* **EXPLORE THE MATERIAL**:
A – Reproduce the passage on the future of office work from "Here are 10" up to and including "working from home.".
B – Carry on the passage about how office work is changing, picking up after its final sentence.

In particular, knowledge workers — high-skilled workers whose jobs are done on computers — will likely see the biggest changes, from our physical locations to the technology we use to the ways in which our productivity is measured. In turn, how we work impacts everything from our own personal satisfaction to new inventions to the broader economy and society as a whole.

These changes represent a chance to remake work as we know it and to learn from the mistakes of our working past — if we’re thoughtful about how we enact them.

Here are 10 ways in which office work will never be the same.

1. Working from home is here to stay

Even after the pandemic is no longer forcing us to work from home, many people will continue to do so. That’s because working from home has worked surprisingly well for both employers and employees. People were productive and employers saw a future in which they were less tethered to expensive office real estate. And, going forward, many of the things that aren’t working — having to homeschool while working, for example, or feeling like work never ends because you never leave your house — will be alleviated when we’re not in the middle of a global health crisis that’s adding extra hurdles and stress to working from home.

“One of the few great upsides of the pandemic is we’ve accelerated 25 years of drift toward working from home in one year,” Nicholas Bloom, a Stanford University professor who studies remote work, told Recode.

* **LISTED RECORDS**:

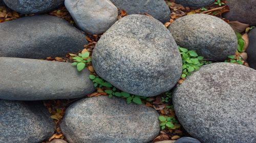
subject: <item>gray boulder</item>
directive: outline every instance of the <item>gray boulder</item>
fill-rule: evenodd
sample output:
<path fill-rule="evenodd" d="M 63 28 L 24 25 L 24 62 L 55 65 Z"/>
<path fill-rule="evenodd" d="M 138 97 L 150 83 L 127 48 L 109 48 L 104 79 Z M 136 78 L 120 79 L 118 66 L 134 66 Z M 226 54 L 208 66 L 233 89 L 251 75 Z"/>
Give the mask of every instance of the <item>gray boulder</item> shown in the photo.
<path fill-rule="evenodd" d="M 70 63 L 0 58 L 0 98 L 40 100 L 75 98 L 94 91 L 90 72 Z"/>
<path fill-rule="evenodd" d="M 215 0 L 176 0 L 177 4 L 183 6 L 201 8 L 213 4 Z"/>
<path fill-rule="evenodd" d="M 164 0 L 110 0 L 127 14 L 148 13 L 162 23 L 170 19 L 170 11 Z"/>
<path fill-rule="evenodd" d="M 223 61 L 238 47 L 236 34 L 221 19 L 205 14 L 178 18 L 168 28 L 177 44 L 206 59 Z"/>
<path fill-rule="evenodd" d="M 0 142 L 41 142 L 54 132 L 41 102 L 0 99 Z"/>
<path fill-rule="evenodd" d="M 0 56 L 65 56 L 88 43 L 86 36 L 65 20 L 47 15 L 1 23 L 0 33 Z"/>
<path fill-rule="evenodd" d="M 92 63 L 115 87 L 144 96 L 169 90 L 182 72 L 172 35 L 158 20 L 143 15 L 125 16 L 108 30 L 94 49 Z"/>
<path fill-rule="evenodd" d="M 248 34 L 249 47 L 246 50 L 248 54 L 248 63 L 250 67 L 256 70 L 256 28 Z"/>
<path fill-rule="evenodd" d="M 49 12 L 64 3 L 65 0 L 3 0 L 7 7 L 22 14 Z"/>
<path fill-rule="evenodd" d="M 256 70 L 226 63 L 202 66 L 173 99 L 182 126 L 202 142 L 256 142 Z"/>
<path fill-rule="evenodd" d="M 117 20 L 117 8 L 109 0 L 66 0 L 65 6 L 87 33 L 103 33 Z"/>
<path fill-rule="evenodd" d="M 60 129 L 72 143 L 147 143 L 160 131 L 159 114 L 144 105 L 99 96 L 83 99 L 66 110 Z"/>
<path fill-rule="evenodd" d="M 230 11 L 223 14 L 229 21 L 239 21 L 250 25 L 256 25 L 255 0 L 228 0 L 226 5 Z"/>

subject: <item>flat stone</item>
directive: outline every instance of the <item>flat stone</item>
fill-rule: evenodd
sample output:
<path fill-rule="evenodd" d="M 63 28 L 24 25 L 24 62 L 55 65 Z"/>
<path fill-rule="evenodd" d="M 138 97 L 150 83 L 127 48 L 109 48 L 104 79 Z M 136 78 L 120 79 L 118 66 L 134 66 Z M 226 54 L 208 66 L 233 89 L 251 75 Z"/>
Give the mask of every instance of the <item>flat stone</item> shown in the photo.
<path fill-rule="evenodd" d="M 147 143 L 160 132 L 159 116 L 145 105 L 99 96 L 69 106 L 60 129 L 69 142 Z"/>
<path fill-rule="evenodd" d="M 256 3 L 254 0 L 228 0 L 226 5 L 230 11 L 222 14 L 230 21 L 239 21 L 250 25 L 256 25 Z"/>
<path fill-rule="evenodd" d="M 170 19 L 170 11 L 164 0 L 110 0 L 129 15 L 147 13 L 162 23 Z"/>
<path fill-rule="evenodd" d="M 47 15 L 0 23 L 0 56 L 45 59 L 76 52 L 88 42 L 63 19 Z"/>
<path fill-rule="evenodd" d="M 202 142 L 256 142 L 256 70 L 203 66 L 177 87 L 173 100 L 182 126 Z"/>
<path fill-rule="evenodd" d="M 256 28 L 250 31 L 248 38 L 249 47 L 246 50 L 247 61 L 250 67 L 256 70 Z"/>
<path fill-rule="evenodd" d="M 182 72 L 180 53 L 168 30 L 143 15 L 130 15 L 100 38 L 92 54 L 99 76 L 131 94 L 153 96 L 170 90 Z"/>
<path fill-rule="evenodd" d="M 84 32 L 105 32 L 117 20 L 117 8 L 109 0 L 66 0 L 65 6 Z"/>
<path fill-rule="evenodd" d="M 54 132 L 42 102 L 0 99 L 0 142 L 41 142 Z"/>
<path fill-rule="evenodd" d="M 71 63 L 0 58 L 0 98 L 40 100 L 75 98 L 94 91 L 90 72 Z"/>
<path fill-rule="evenodd" d="M 206 59 L 223 61 L 238 47 L 236 34 L 224 20 L 205 14 L 178 18 L 168 28 L 177 44 Z"/>
<path fill-rule="evenodd" d="M 49 12 L 64 3 L 64 0 L 3 0 L 7 7 L 22 14 Z"/>
<path fill-rule="evenodd" d="M 176 0 L 175 3 L 183 6 L 201 8 L 212 4 L 215 0 Z"/>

* **WRITTEN RESPONSES**:
A –
Here are 10 ways in which office work will never be the same.

1. Working from home is here to stay

Even after the pandemic is no longer forcing us to work from home, many people will continue to do so. That’s because working from home has worked surprisingly well for both employers and employees. People were productive and employers saw a future in which they were less tethered to expensive office real estate. And, going forward, many of the things that aren’t working — having to homeschool while working, for example, or feeling like work never ends because you never leave your house — will be alleviated when we’re not in the middle of a global health crisis that’s adding extra hurdles and stress to working from home.

B –
At the height of the pandemic, more than half of the US workforce worked from home, up from the single digits previously, according to market research company IDC. When the pandemic is over, those who can work from home will likely do so two or three days a week, according to research by Bloom and his co-authors that surveyed worker desires as well as their boss’s promises. This so-called hybrid work model, in which some workers work from home some of the time, will be the dominant office job arrangement. A smaller share of workers — 15 to 18 percent — will be remote full time, according to estimates from business consulting firm Emergent Research.

And there are measurable benefits to working from home.

Working from home allows people to skip their commute and can give them more flexibility in the hours they work, an arrangement workers are on board with and willing to put a dollar sign on. Bloom’s data says employees are willing to take an 8 percent pay cut for the opportunity to work from home two or three days a week. Remote employees save an average of $248 a month, according to a survey by Owl Labs and Global Workplace Analytics. Office management software company Envoy found that nearly half of employees said they’d leave their job if it didn’t offer a hybrid work model after the pandemic.

In short, the ability to work from home is no longer a perk; not allowing it is a dealbreaker.